**DATASET RECORDS**
________________________________________

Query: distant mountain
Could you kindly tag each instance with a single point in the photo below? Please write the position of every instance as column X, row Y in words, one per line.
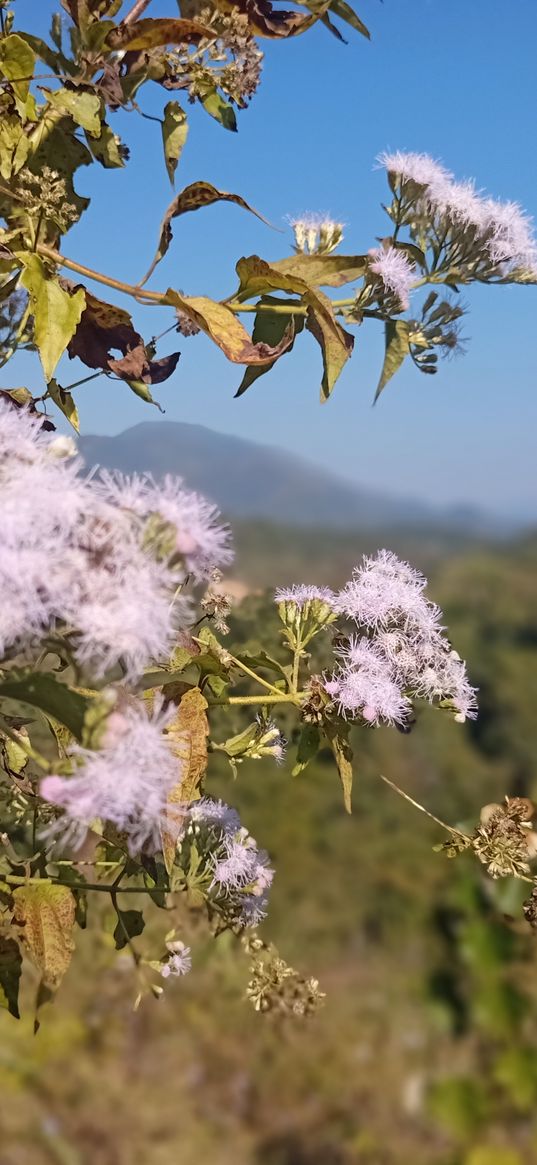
column 249, row 480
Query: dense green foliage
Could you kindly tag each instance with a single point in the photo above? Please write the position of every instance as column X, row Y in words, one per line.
column 425, row 1050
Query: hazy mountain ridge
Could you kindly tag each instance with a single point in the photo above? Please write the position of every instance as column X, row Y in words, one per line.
column 251, row 480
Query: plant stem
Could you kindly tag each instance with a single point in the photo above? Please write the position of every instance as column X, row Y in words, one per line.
column 443, row 825
column 23, row 745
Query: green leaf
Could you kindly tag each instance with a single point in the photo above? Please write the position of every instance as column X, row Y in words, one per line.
column 269, row 327
column 397, row 346
column 46, row 915
column 325, row 270
column 175, row 129
column 42, row 691
column 338, row 740
column 56, row 313
column 16, row 61
column 256, row 276
column 220, row 110
column 226, row 330
column 84, row 108
column 105, row 148
column 64, row 402
column 131, row 924
column 11, row 965
column 308, row 747
column 334, row 341
column 344, row 11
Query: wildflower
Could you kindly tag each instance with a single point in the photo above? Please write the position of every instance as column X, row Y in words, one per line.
column 395, row 270
column 199, row 538
column 366, row 685
column 316, row 234
column 125, row 782
column 178, row 961
column 417, row 168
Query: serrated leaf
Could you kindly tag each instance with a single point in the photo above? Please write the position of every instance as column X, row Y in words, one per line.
column 16, row 61
column 269, row 327
column 344, row 11
column 56, row 313
column 11, row 966
column 219, row 108
column 42, row 691
column 256, row 276
column 343, row 753
column 84, row 108
column 105, row 148
column 397, row 346
column 192, row 198
column 131, row 923
column 46, row 916
column 324, row 270
column 223, row 326
column 175, row 129
column 188, row 735
column 308, row 747
column 64, row 402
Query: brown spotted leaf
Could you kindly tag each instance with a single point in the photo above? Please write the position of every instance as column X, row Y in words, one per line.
column 188, row 734
column 46, row 917
column 324, row 270
column 226, row 330
column 103, row 330
column 149, row 34
column 192, row 198
column 256, row 276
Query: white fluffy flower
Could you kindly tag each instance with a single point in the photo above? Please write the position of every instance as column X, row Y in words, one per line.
column 125, row 782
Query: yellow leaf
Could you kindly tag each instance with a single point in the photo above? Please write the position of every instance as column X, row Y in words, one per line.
column 46, row 915
column 188, row 734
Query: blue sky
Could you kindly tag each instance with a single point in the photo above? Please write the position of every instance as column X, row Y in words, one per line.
column 456, row 80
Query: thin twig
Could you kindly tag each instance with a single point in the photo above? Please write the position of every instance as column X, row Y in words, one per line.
column 443, row 825
column 135, row 12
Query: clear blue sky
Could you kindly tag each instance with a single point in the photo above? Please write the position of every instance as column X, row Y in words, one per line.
column 453, row 79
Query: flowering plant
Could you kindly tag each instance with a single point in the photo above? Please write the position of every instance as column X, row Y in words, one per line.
column 111, row 656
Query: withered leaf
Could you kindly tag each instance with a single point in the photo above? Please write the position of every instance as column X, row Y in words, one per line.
column 148, row 34
column 258, row 276
column 188, row 734
column 104, row 329
column 269, row 327
column 192, row 198
column 46, row 917
column 226, row 330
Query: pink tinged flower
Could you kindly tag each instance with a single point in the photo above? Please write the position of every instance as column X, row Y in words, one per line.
column 301, row 594
column 395, row 270
column 200, row 537
column 365, row 685
column 178, row 961
column 418, row 168
column 126, row 782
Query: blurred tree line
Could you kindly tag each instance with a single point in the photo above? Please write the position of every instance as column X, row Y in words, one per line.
column 426, row 1049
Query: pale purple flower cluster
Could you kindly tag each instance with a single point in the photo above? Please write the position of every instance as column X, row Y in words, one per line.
column 76, row 552
column 302, row 593
column 395, row 270
column 178, row 961
column 240, row 870
column 199, row 537
column 402, row 652
column 501, row 230
column 125, row 782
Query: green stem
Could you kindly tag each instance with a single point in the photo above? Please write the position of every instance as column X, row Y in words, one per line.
column 280, row 698
column 23, row 743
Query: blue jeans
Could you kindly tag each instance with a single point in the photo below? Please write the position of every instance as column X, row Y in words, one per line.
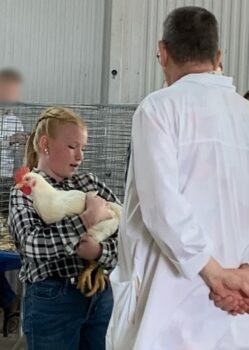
column 59, row 316
column 7, row 295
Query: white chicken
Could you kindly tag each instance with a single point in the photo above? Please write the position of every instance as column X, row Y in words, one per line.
column 53, row 205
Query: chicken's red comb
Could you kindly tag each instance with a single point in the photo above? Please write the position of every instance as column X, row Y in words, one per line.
column 20, row 173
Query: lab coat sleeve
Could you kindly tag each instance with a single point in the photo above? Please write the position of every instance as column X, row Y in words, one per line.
column 165, row 211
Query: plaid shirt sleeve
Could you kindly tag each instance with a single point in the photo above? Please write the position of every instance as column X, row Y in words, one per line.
column 36, row 240
column 108, row 258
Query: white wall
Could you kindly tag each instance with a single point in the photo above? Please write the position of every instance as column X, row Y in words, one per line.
column 66, row 49
column 57, row 45
column 137, row 27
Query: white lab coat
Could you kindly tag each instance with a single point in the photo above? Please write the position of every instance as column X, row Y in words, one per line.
column 187, row 198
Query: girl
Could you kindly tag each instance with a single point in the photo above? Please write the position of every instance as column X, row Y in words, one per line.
column 56, row 314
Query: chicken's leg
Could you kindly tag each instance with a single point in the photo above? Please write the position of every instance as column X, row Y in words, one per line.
column 99, row 283
column 85, row 279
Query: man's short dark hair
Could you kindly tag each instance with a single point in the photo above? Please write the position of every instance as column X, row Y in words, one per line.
column 11, row 75
column 191, row 35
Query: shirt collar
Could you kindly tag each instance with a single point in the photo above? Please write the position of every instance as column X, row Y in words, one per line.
column 208, row 78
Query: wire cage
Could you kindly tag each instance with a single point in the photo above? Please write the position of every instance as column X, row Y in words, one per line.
column 109, row 129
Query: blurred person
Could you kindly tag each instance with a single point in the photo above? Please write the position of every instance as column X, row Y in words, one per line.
column 246, row 96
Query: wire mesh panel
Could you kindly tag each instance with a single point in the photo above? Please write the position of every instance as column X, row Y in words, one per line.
column 109, row 129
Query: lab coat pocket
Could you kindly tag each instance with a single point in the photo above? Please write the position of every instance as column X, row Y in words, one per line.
column 125, row 296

________________________________________

**TASK BRIEF**
Reproduce the data from the beginning through the line containing "column 23, row 745", substituting "image" for every "photo" and leaving everything else unchanged. Omit the pictures from your answer.

**RESPONSE TO THIS EXERCISE**
Query: distant mountain
Could you kindly tag each instance with a single point in the image below? Please write the position of every instance as column X, row Y in words, one per line.
column 249, row 480
Query: dense green foliage
Could you kindly tag each instance with a single point in the image above? Please write the position of every instance as column X, row Y in words, one per line.
column 425, row 1050
Query: hazy mountain ridge
Could you kindly tag each instance with a single point in the image above? Please write the position of every instance as column X, row Y in words, one per line.
column 251, row 480
Query: plant stem
Could you kindly tag each instance with a single point in the image above? Please write the position of every instance as column X, row Y in words, one per line.
column 443, row 825
column 23, row 745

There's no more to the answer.